▶ WHAT THE TASK REQUIRES
Put the lines of the material below into a JSON list of strings, one string per line, leaving out blank lines. Begin at the line that contains "of the forested" and stop after the line that contains "[(561, 432), (1128, 712)]", including both.

———

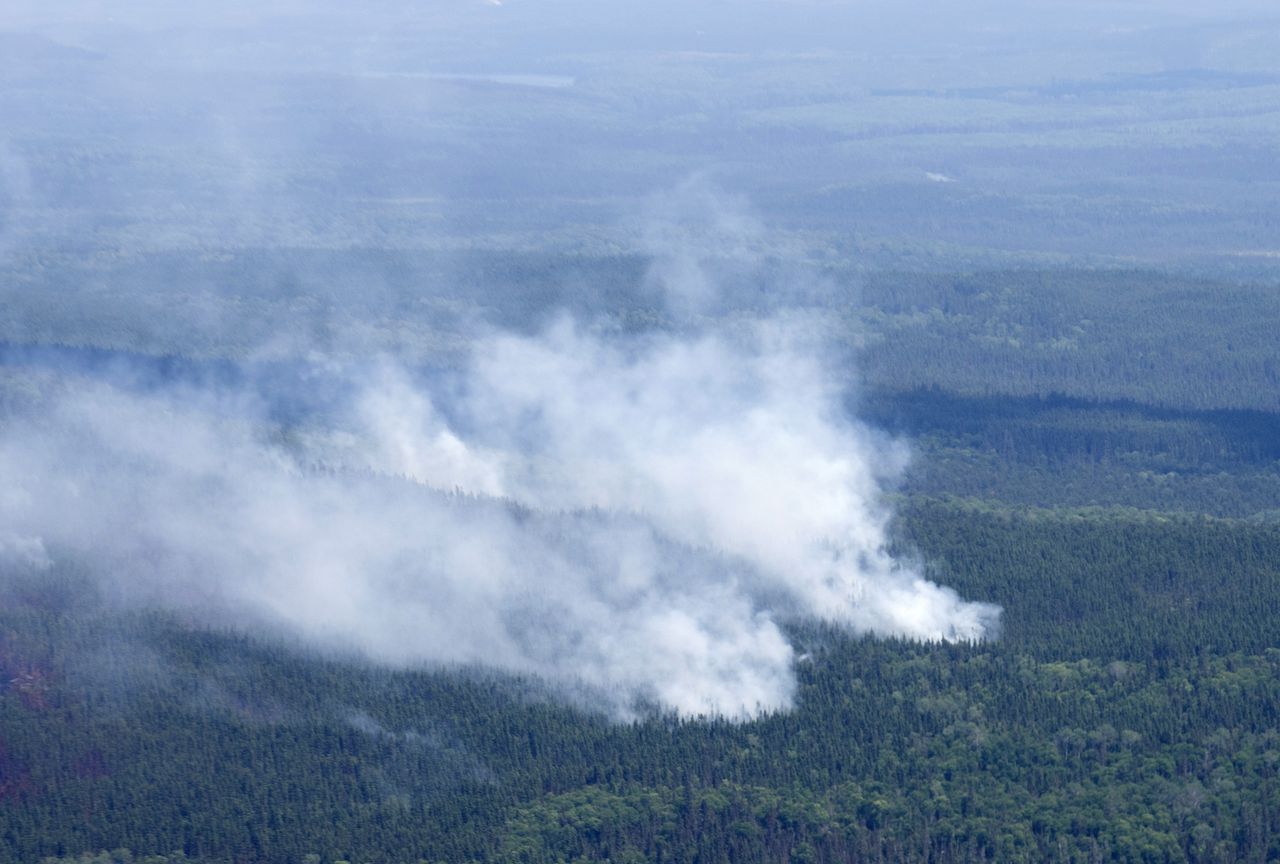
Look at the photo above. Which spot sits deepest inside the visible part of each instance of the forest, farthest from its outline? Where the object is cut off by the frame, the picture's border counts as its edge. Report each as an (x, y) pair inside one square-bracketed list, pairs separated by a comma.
[(547, 433)]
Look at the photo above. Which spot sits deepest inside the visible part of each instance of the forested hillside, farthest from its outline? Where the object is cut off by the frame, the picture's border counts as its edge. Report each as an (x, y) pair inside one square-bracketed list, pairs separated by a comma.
[(561, 432), (1128, 712)]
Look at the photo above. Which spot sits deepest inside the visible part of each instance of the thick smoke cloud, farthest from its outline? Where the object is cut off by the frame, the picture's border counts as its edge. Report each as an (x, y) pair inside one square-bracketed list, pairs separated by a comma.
[(630, 517)]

———

▶ EXERCISE RESULT
[
  "Look at the photo above. Which spot sits deepest inside the visible part of each instance of the forested hillside, farthest from its outline? Where the object is cut off by the frame, the picture's border counts as its edge. Report each as an (x, y) pair inside one square-bracketed list, pairs separated by a comma.",
  "[(561, 432), (1128, 712)]"
]